Could you return every one of the items below word for word, with nothing changed?

....

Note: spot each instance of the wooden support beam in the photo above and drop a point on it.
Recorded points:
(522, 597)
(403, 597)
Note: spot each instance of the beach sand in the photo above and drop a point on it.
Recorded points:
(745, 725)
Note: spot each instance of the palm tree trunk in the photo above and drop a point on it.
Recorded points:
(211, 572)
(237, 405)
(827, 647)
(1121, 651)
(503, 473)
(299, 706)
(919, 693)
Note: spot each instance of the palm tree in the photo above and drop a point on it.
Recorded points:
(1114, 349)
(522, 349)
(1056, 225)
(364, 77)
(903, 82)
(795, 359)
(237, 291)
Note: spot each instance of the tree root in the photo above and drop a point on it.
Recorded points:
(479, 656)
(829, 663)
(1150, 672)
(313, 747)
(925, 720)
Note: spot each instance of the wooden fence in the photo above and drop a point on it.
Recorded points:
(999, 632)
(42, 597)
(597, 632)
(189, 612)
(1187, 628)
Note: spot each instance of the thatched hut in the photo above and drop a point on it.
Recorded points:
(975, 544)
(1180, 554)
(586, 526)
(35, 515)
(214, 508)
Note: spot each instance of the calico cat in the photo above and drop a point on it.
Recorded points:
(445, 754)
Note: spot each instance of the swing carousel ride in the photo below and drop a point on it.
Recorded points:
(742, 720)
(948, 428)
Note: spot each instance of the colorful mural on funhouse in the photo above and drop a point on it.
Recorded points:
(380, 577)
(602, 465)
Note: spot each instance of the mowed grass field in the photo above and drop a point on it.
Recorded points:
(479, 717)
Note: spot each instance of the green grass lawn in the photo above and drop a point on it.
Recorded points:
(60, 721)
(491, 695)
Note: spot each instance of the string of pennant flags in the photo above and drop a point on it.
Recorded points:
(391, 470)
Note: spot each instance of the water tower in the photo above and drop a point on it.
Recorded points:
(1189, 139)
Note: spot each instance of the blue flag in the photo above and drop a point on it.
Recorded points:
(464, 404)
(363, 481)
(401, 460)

....

**Response below**
Note: spot each instance of the wooden support beam in the photo above and drop a point on it.
Recorded points:
(522, 597)
(403, 597)
Note: spot each instance of the beach sand in the photo above and drop a point on it.
Recorded points:
(745, 725)
Note: spot each instance of the palm tree trunk in the photo above and drop a point on it.
Recorded points:
(211, 572)
(237, 405)
(827, 647)
(1121, 651)
(503, 473)
(299, 706)
(919, 693)
Note: spot each instance of the palm tree in the photo above and drop a point on it.
Recorded points:
(1114, 349)
(522, 349)
(1056, 225)
(364, 77)
(903, 82)
(795, 359)
(237, 291)
Note: spot each instance of the tree root in the photo above and drop a point on it.
Recorded points:
(479, 656)
(829, 663)
(1150, 672)
(313, 747)
(925, 720)
Note: spot each instance of the wooden fence in the photo above and drop a point on it.
Recorded points:
(999, 632)
(42, 597)
(597, 632)
(189, 612)
(1187, 628)
Note: spot each instance of the thatched hut in the photo above and drop a point on it.
Recorded points:
(975, 544)
(1180, 554)
(586, 526)
(35, 515)
(214, 508)
Note: spot each instance of the calico cat in the photo above and drop a point on it.
Recorded points:
(445, 754)
Note: spot each instance of the swing carousel ride in the photo below and drop a point on it.
Recorded points:
(742, 720)
(948, 428)
Note: spot each instance of the colorful mural on funhouse in the photo above and drop a point on it.
Recorded points:
(380, 577)
(602, 465)
Note: spot each instance of the mowed grass field in the photo above and drop a point on it.
Recorded points:
(479, 717)
Note: spot each instance of the green grass lawn in the photo above and drop a point on it.
Recorded points:
(60, 721)
(491, 695)
Note: spot each instance of the string of pennant flags in the photo above and drop a point on it.
Recorded points:
(391, 470)
Note: spot each instance of the water tower in the photo above and drop a point on it.
Recorded points:
(1189, 139)
Note: spot each instance of the blue flag in the photo above and drop a point on it.
Recorded points:
(464, 404)
(363, 481)
(401, 460)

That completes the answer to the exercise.